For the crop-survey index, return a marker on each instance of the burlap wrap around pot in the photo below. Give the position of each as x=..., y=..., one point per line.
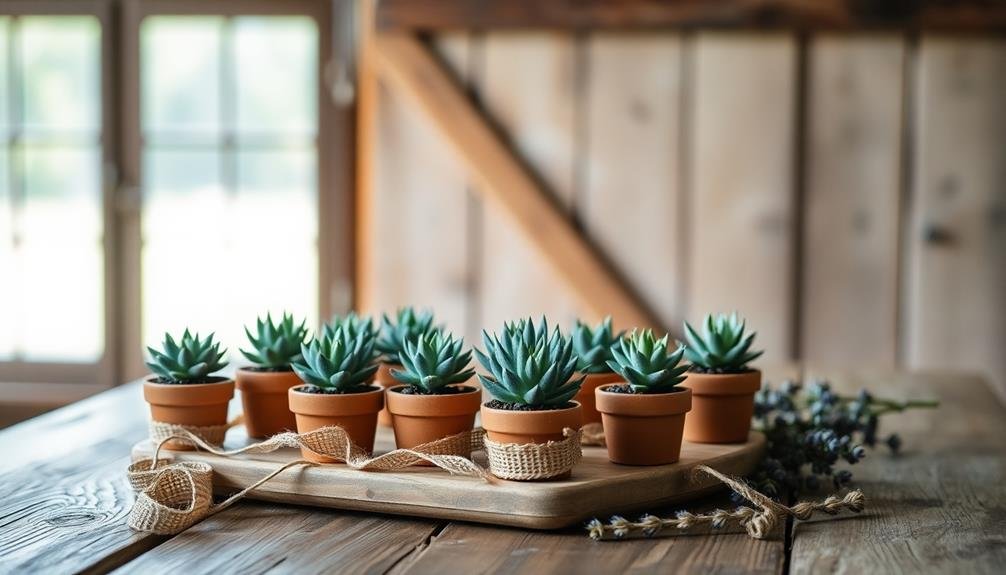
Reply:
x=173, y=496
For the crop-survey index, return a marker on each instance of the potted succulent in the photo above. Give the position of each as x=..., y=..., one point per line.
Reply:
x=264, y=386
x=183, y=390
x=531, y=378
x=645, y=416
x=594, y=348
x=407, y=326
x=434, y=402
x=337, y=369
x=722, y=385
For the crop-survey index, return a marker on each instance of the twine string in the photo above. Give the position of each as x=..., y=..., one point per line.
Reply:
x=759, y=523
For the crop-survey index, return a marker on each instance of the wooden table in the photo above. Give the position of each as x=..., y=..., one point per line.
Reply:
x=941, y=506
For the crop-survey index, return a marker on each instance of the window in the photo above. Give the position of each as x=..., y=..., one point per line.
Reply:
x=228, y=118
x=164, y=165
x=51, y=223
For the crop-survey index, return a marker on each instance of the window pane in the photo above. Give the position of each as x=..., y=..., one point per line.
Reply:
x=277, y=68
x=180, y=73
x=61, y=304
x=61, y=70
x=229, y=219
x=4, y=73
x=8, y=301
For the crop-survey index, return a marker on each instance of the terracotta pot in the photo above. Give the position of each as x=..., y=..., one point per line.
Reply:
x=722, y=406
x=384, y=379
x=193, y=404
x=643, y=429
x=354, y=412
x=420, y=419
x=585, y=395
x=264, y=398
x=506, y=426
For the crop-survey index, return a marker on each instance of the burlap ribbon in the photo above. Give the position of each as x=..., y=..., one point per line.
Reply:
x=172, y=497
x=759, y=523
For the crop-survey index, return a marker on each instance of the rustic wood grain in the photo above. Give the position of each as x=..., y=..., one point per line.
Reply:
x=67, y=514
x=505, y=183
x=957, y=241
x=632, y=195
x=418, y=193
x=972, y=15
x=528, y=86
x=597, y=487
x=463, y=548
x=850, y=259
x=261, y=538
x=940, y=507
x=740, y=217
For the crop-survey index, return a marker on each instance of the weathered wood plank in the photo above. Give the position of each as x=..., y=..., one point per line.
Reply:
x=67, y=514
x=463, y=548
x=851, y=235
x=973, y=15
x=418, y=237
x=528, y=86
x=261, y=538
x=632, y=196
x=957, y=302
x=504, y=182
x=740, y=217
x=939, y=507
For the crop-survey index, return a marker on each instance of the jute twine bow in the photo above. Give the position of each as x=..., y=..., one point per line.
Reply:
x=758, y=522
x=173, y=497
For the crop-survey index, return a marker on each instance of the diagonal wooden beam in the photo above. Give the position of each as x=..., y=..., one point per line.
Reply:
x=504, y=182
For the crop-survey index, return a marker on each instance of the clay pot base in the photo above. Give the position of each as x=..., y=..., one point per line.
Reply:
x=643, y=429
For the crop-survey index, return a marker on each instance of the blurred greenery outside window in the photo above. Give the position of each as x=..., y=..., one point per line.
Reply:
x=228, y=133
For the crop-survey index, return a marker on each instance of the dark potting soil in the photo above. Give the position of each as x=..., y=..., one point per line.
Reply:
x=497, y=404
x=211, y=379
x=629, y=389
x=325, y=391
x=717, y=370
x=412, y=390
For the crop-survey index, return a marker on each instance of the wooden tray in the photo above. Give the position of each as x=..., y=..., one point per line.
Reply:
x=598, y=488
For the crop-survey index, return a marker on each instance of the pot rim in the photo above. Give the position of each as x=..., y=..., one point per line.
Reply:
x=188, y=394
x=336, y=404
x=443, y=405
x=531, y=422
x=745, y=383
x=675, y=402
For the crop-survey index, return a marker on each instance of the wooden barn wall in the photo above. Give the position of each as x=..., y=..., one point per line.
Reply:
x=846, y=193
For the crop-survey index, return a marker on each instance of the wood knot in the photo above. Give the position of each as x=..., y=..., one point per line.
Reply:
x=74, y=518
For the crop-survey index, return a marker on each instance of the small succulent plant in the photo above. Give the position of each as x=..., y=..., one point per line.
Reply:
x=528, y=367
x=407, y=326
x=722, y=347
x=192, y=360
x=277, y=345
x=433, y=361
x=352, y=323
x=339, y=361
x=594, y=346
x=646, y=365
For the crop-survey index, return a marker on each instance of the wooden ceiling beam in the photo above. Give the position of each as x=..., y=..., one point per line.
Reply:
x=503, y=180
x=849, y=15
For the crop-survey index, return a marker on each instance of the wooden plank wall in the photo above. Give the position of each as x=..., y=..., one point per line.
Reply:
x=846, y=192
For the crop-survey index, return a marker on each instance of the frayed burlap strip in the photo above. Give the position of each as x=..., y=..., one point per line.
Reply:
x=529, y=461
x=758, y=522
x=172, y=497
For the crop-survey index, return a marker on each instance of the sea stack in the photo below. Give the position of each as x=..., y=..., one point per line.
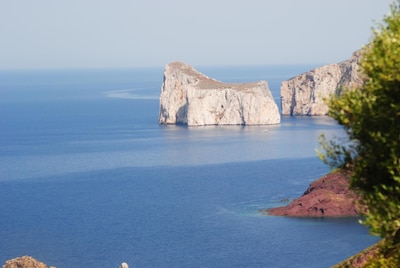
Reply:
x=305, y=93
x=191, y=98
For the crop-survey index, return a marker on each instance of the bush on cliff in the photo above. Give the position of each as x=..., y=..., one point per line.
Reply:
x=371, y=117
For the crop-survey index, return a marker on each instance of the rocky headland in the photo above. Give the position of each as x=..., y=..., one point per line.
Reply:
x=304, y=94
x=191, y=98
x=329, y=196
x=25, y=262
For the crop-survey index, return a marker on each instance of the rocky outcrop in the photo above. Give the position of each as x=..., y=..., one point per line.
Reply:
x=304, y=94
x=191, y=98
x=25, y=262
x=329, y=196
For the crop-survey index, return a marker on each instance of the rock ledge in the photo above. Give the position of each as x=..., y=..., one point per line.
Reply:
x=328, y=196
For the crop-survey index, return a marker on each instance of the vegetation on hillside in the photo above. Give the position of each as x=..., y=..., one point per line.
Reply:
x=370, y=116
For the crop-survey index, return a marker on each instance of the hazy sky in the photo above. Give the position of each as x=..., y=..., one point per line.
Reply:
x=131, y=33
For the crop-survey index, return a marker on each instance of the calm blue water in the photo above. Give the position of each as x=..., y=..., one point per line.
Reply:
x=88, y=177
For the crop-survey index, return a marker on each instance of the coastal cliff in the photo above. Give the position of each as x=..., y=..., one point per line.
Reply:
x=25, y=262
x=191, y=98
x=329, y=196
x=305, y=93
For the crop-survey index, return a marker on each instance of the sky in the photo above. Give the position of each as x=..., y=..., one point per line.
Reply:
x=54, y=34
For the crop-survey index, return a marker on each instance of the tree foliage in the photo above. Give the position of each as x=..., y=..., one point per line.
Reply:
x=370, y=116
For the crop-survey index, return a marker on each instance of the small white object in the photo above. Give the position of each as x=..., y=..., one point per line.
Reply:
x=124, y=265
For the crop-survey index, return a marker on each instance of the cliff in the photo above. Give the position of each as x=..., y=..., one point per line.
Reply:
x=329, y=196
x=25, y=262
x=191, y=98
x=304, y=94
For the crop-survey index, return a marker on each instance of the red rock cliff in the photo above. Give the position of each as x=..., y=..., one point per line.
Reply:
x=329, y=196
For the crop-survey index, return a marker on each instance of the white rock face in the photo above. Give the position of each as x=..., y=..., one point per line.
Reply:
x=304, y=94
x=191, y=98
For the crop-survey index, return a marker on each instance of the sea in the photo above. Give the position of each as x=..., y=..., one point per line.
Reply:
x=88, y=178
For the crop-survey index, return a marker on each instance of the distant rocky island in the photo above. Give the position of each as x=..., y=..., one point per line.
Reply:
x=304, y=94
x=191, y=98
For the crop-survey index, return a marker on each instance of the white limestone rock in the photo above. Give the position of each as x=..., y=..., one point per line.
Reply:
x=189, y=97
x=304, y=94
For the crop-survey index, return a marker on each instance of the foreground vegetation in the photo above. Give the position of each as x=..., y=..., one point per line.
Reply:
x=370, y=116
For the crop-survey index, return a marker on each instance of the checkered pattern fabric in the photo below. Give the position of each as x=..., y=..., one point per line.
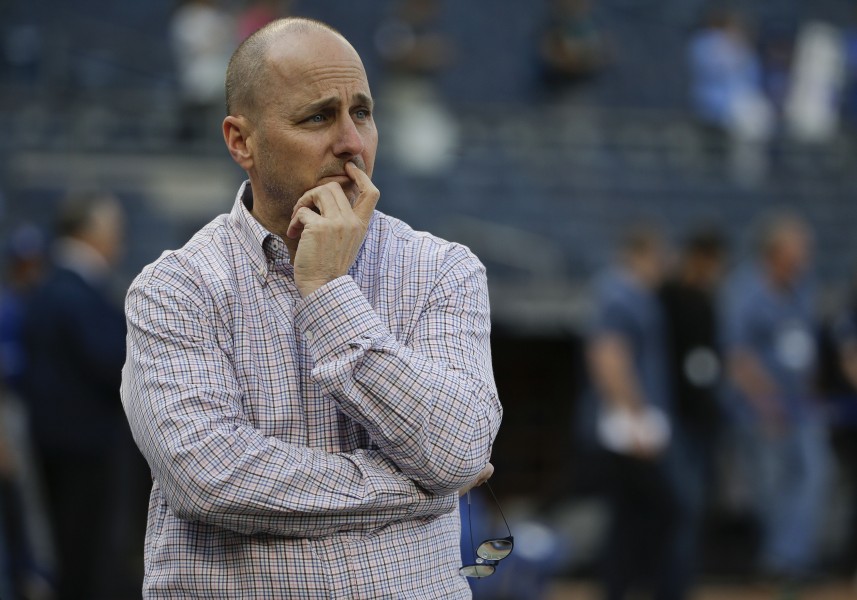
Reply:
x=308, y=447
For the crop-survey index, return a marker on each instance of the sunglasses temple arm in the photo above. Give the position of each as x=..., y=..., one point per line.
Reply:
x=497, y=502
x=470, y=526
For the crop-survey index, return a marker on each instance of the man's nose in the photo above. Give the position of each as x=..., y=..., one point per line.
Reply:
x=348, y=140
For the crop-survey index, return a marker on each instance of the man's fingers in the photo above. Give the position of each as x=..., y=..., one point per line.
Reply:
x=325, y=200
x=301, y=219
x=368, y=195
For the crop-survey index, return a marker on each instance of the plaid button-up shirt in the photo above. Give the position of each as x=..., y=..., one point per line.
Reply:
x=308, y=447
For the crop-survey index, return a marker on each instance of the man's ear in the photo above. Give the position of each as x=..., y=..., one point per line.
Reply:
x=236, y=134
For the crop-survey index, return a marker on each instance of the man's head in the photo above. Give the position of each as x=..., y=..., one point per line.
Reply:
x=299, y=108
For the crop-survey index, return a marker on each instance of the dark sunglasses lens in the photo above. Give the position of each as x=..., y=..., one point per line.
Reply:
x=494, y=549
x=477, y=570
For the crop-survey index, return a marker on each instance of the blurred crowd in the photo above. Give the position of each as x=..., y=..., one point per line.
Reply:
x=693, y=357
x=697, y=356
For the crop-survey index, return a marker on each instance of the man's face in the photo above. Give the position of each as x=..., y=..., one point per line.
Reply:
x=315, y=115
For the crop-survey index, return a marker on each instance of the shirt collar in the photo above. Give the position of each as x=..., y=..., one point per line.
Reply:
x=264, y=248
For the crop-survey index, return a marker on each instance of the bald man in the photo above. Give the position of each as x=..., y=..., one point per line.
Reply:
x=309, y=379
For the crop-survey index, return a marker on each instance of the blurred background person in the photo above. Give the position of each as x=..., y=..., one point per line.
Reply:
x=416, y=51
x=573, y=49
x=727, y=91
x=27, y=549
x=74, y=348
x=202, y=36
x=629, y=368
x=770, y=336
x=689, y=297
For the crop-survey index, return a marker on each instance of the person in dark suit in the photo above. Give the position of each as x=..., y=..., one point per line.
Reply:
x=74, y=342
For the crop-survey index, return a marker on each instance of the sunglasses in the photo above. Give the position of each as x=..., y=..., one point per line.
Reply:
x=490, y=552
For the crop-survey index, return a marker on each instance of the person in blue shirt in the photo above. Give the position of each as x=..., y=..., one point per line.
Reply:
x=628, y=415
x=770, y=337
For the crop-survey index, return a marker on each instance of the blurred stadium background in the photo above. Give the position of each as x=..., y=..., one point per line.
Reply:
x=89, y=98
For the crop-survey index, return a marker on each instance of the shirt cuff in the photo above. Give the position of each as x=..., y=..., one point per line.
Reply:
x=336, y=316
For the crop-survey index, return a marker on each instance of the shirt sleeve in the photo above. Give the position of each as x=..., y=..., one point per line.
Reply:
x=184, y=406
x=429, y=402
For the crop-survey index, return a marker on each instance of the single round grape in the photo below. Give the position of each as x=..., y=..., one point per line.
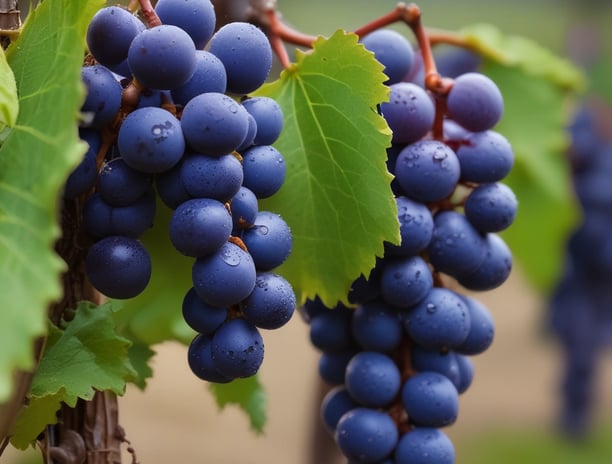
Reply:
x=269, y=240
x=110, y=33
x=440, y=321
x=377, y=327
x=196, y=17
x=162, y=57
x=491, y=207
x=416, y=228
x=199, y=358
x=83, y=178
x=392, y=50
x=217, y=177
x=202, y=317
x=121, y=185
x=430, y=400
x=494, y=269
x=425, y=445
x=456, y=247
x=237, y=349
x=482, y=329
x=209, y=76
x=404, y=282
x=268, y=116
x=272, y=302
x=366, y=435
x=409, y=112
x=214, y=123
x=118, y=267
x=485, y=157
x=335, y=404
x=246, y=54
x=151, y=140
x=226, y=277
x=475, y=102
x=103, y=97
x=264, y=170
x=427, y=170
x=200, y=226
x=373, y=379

_Task to complete_
A count is needed of the lines in the entries that contain "person". Supply only that number.

_Exercise result_
3